What this task involves –
Reproduce the whole text on Brazil's upcoming presidential elections word for word.

Quoted passage –
= = = = =

With five months to go before Brazil’s presidential elections, an open conspiracy against the democratic process is unfolding before the public’s eyes. The incumbent far-right president, Jair Bolsonaro, is systematically advancing his campaign for an electoral coup should he be defeated at the polls, with the increasingly direct collaboration of the military’s top brass.
This campaign, based on Bolsonaro’s persistent claims that the upcoming elections will be rigged, is now focused on the demand that the armed forces conduct a parallel vote count.
The military’s participation in the Election Transparency Commission (CTE), convened by the Superior Electoral Court (TSE), has turned into a platform for an anti-democratic conspiracy. According to Bolsonaro, one of the suggestions made by Gen. Heber Portella, appointed by the Ministry of Defense to integrate the Commission, is that in the “same duct feeding the computers in the secret room, there should be a branch a little to the right so that we have on the side also a computer from the Armed Forces to count the votes in Brazil.”

= = = = =

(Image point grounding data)
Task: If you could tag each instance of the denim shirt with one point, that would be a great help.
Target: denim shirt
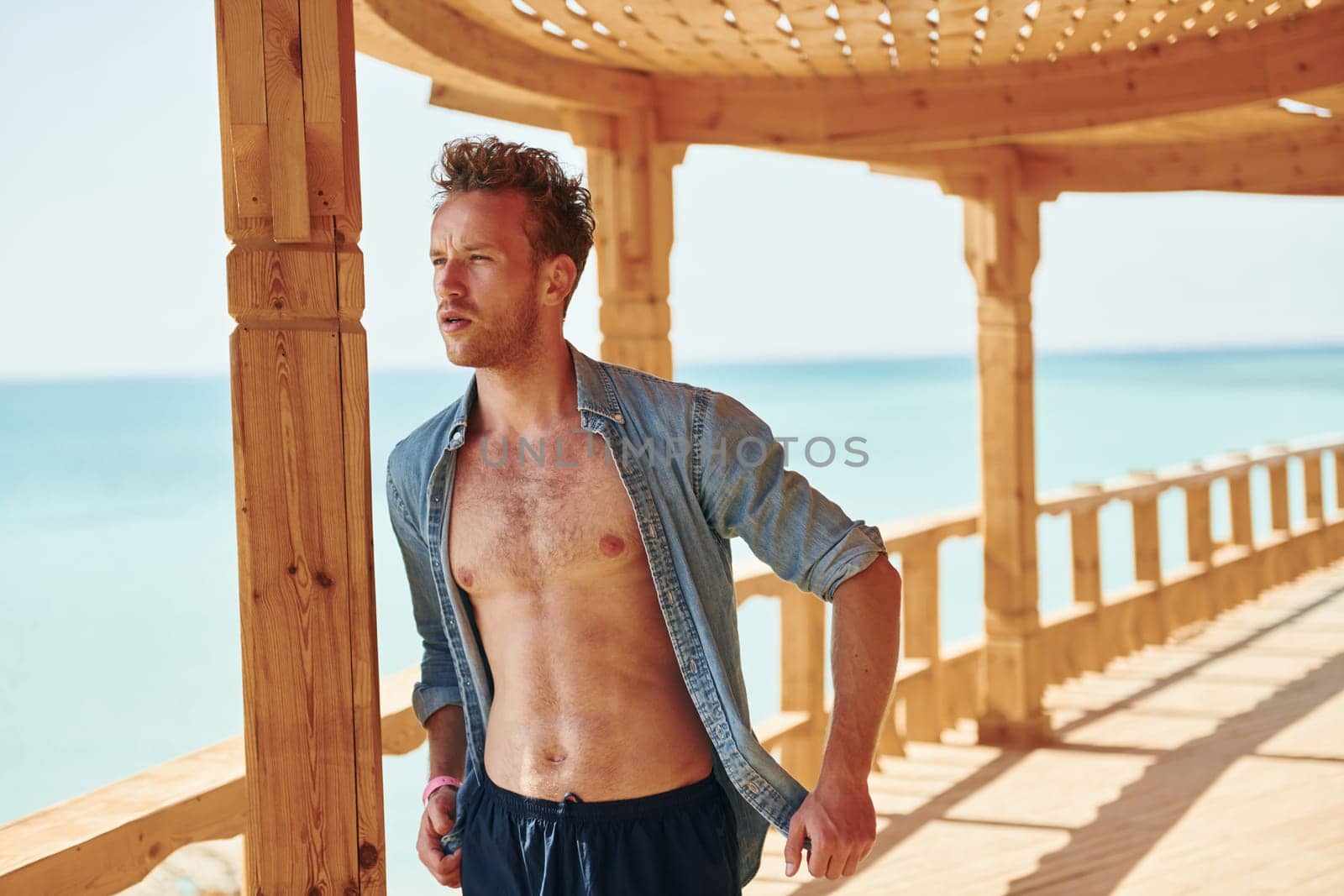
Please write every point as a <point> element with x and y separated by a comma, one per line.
<point>699,469</point>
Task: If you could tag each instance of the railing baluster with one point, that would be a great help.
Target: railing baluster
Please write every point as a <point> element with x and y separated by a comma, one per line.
<point>925,718</point>
<point>803,654</point>
<point>1148,566</point>
<point>1085,537</point>
<point>1200,548</point>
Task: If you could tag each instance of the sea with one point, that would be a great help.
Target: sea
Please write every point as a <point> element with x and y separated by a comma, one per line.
<point>118,584</point>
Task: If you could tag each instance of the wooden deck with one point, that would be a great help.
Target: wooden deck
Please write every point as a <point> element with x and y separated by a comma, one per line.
<point>1213,763</point>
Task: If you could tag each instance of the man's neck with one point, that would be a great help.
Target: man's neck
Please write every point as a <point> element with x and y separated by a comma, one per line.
<point>534,396</point>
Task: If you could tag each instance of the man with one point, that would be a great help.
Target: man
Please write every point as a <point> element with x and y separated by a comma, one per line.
<point>564,527</point>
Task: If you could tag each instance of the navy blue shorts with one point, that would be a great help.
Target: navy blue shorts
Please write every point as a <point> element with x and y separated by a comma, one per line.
<point>679,842</point>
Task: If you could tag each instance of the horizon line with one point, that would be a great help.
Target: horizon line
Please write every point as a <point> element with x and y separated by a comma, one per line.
<point>85,376</point>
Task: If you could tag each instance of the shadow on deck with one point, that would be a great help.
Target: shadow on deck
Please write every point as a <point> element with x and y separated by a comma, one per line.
<point>1211,762</point>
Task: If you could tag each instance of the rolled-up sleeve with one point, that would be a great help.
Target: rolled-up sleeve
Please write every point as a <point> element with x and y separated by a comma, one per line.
<point>437,685</point>
<point>746,490</point>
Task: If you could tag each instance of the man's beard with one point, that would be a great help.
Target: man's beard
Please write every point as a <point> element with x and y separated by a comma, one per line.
<point>506,344</point>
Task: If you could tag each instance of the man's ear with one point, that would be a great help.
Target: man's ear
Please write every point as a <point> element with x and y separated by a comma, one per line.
<point>559,275</point>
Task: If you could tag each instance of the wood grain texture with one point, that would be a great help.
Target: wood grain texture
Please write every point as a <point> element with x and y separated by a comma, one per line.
<point>631,184</point>
<point>1218,750</point>
<point>1003,244</point>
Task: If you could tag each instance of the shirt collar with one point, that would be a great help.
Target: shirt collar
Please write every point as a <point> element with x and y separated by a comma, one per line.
<point>593,385</point>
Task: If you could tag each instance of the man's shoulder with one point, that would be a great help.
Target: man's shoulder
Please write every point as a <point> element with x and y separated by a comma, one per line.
<point>413,458</point>
<point>671,402</point>
<point>649,391</point>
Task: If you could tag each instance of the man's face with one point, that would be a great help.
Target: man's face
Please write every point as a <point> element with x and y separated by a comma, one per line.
<point>484,275</point>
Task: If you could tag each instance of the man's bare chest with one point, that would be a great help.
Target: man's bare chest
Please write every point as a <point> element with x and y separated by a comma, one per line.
<point>528,523</point>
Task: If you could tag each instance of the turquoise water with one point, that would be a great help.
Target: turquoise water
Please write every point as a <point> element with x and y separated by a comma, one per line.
<point>118,647</point>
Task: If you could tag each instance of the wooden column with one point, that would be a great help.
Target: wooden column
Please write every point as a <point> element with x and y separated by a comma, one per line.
<point>1003,246</point>
<point>631,179</point>
<point>302,464</point>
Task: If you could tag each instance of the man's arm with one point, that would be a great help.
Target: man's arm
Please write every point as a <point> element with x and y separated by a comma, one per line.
<point>447,731</point>
<point>837,815</point>
<point>808,540</point>
<point>436,698</point>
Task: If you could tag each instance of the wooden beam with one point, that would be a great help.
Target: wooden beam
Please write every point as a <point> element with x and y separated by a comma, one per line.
<point>864,116</point>
<point>1303,160</point>
<point>302,461</point>
<point>432,38</point>
<point>1265,164</point>
<point>1003,246</point>
<point>496,105</point>
<point>631,181</point>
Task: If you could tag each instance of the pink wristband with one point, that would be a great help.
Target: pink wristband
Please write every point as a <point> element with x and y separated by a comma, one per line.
<point>440,782</point>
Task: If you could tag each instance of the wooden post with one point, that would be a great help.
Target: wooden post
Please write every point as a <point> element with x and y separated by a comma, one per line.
<point>631,181</point>
<point>1278,496</point>
<point>920,604</point>
<point>1339,479</point>
<point>1085,539</point>
<point>1148,566</point>
<point>1003,246</point>
<point>1200,548</point>
<point>1249,575</point>
<point>302,461</point>
<point>1312,483</point>
<point>1240,506</point>
<point>803,681</point>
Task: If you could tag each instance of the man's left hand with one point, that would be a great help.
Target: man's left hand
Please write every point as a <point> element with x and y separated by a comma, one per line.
<point>842,824</point>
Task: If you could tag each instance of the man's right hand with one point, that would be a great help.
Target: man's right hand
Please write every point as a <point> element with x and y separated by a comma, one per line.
<point>437,821</point>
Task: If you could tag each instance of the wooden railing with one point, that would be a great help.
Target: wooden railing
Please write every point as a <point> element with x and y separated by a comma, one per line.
<point>107,840</point>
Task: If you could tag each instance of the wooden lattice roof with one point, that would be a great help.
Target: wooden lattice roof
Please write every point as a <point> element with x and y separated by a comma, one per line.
<point>1092,94</point>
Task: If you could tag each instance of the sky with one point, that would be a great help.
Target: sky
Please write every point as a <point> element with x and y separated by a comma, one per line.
<point>113,246</point>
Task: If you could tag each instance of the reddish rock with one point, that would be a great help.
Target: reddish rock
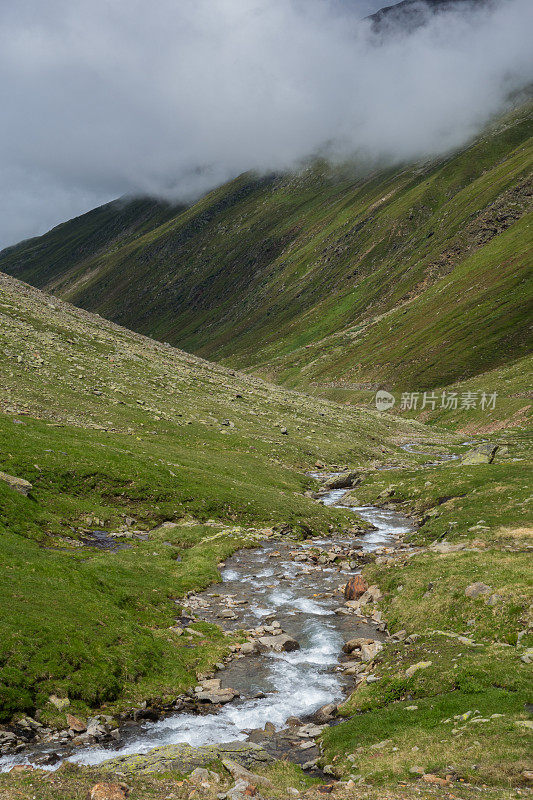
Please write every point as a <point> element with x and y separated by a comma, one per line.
<point>355,588</point>
<point>109,791</point>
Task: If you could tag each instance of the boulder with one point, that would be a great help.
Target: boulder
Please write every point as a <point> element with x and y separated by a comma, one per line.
<point>410,671</point>
<point>59,702</point>
<point>18,484</point>
<point>345,481</point>
<point>356,644</point>
<point>325,713</point>
<point>355,588</point>
<point>217,696</point>
<point>370,651</point>
<point>484,454</point>
<point>281,643</point>
<point>76,724</point>
<point>372,595</point>
<point>241,773</point>
<point>108,791</point>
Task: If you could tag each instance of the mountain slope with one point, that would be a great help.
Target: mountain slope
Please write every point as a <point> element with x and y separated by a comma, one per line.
<point>118,434</point>
<point>331,276</point>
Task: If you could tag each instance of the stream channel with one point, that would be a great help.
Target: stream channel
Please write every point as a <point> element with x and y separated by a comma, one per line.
<point>261,585</point>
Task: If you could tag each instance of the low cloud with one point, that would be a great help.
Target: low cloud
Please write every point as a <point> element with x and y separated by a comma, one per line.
<point>106,97</point>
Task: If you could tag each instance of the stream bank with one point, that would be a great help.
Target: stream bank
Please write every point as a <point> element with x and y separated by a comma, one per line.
<point>264,696</point>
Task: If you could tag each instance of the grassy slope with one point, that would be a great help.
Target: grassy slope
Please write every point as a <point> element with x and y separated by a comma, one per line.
<point>487,509</point>
<point>326,276</point>
<point>107,424</point>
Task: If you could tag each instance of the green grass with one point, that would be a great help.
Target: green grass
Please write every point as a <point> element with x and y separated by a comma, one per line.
<point>412,277</point>
<point>116,431</point>
<point>486,510</point>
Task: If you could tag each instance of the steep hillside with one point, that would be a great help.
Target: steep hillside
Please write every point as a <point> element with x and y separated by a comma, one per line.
<point>117,434</point>
<point>412,277</point>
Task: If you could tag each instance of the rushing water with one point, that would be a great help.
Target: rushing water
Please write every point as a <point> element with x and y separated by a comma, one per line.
<point>302,597</point>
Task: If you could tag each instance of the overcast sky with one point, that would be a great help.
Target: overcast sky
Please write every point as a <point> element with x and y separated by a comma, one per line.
<point>104,97</point>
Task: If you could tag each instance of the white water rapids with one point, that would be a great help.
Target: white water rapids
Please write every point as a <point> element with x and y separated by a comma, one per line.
<point>297,683</point>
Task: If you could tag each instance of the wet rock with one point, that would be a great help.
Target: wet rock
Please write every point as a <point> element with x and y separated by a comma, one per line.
<point>355,644</point>
<point>239,772</point>
<point>217,696</point>
<point>345,481</point>
<point>372,595</point>
<point>76,724</point>
<point>355,588</point>
<point>370,651</point>
<point>227,613</point>
<point>46,760</point>
<point>280,643</point>
<point>18,484</point>
<point>310,730</point>
<point>108,791</point>
<point>148,713</point>
<point>184,758</point>
<point>325,713</point>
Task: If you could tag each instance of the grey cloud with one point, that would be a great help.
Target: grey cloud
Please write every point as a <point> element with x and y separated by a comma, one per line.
<point>105,97</point>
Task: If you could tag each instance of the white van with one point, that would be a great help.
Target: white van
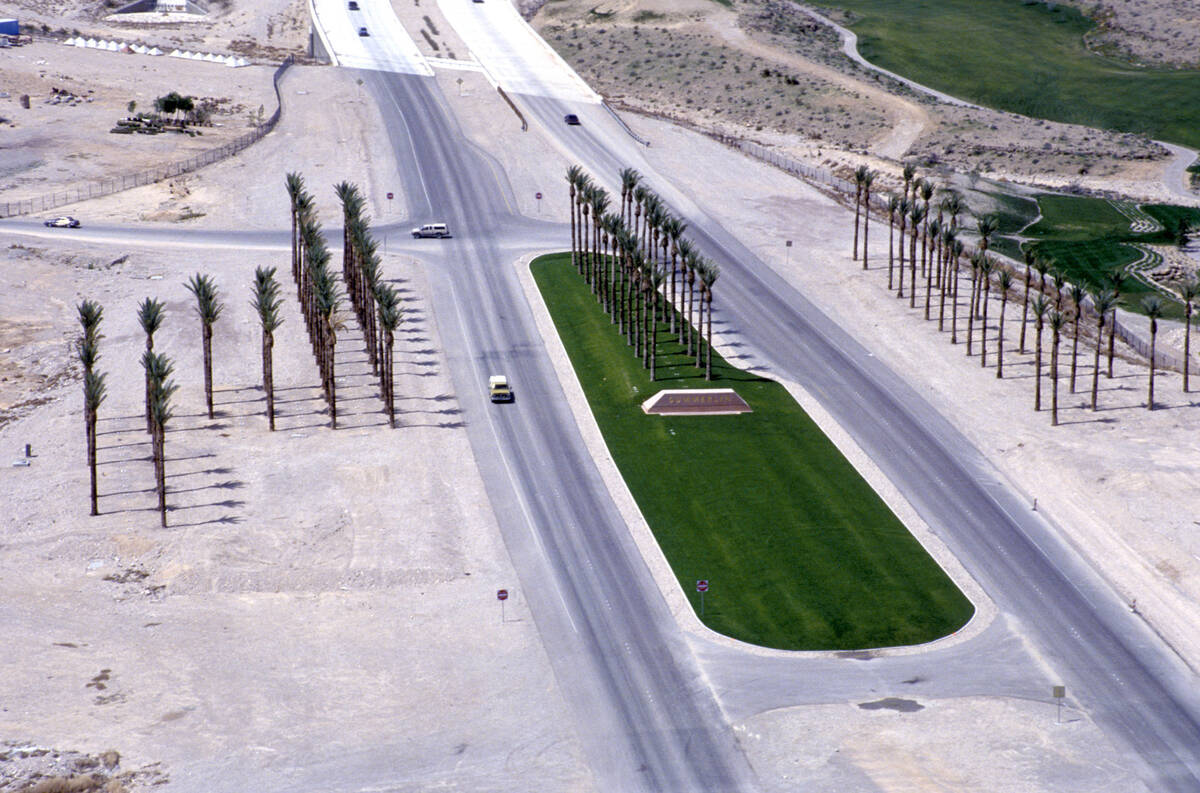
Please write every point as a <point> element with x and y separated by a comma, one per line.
<point>438,230</point>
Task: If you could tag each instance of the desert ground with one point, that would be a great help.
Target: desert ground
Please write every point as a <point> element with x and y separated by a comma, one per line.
<point>301,605</point>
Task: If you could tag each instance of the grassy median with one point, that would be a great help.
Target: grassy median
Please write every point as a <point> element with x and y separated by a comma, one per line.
<point>799,552</point>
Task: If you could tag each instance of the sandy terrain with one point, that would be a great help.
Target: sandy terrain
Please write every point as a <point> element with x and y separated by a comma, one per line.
<point>301,605</point>
<point>1145,31</point>
<point>768,72</point>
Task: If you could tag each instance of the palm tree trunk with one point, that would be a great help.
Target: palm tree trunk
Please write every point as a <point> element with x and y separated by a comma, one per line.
<point>1037,366</point>
<point>1000,337</point>
<point>1025,305</point>
<point>1153,338</point>
<point>90,424</point>
<point>1054,380</point>
<point>912,269</point>
<point>1074,350</point>
<point>208,366</point>
<point>954,300</point>
<point>983,324</point>
<point>1113,331</point>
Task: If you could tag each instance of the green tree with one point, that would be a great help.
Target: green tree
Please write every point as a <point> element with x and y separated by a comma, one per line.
<point>1188,292</point>
<point>1153,308</point>
<point>1041,306</point>
<point>150,316</point>
<point>1005,282</point>
<point>1057,319</point>
<point>859,178</point>
<point>1103,301</point>
<point>267,301</point>
<point>1077,301</point>
<point>208,308</point>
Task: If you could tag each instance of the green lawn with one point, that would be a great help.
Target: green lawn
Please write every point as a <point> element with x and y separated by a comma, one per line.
<point>801,553</point>
<point>1025,56</point>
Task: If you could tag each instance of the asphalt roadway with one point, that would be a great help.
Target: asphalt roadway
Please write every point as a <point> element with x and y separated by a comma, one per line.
<point>652,706</point>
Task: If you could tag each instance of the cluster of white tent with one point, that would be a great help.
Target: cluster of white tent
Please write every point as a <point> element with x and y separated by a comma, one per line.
<point>139,49</point>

= = = = =

Task response –
With five months to go before Brazil’s presidential elections, an open conspiracy against the democratic process is unfolding before the public’s eyes. The incumbent far-right president, Jair Bolsonaro, is systematically advancing his campaign for an electoral coup should he be defeated at the polls, with the increasingly direct collaboration of the military’s top brass.
This campaign, based on Bolsonaro’s persistent claims that the upcoming elections will be rigged, is now focused on the demand that the armed forces conduct a parallel vote count.
The military’s participation in the Election Transparency Commission (CTE), convened by the Superior Electoral Court (TSE), has turned into a platform for an anti-democratic conspiracy. According to Bolsonaro, one of the suggestions made by Gen. Heber Portella, appointed by the Ministry of Defense to integrate the Commission, is that in the “same duct feeding the computers in the secret room, there should be a branch a little to the right so that we have on the side also a computer from the Armed Forces to count the votes in Brazil.”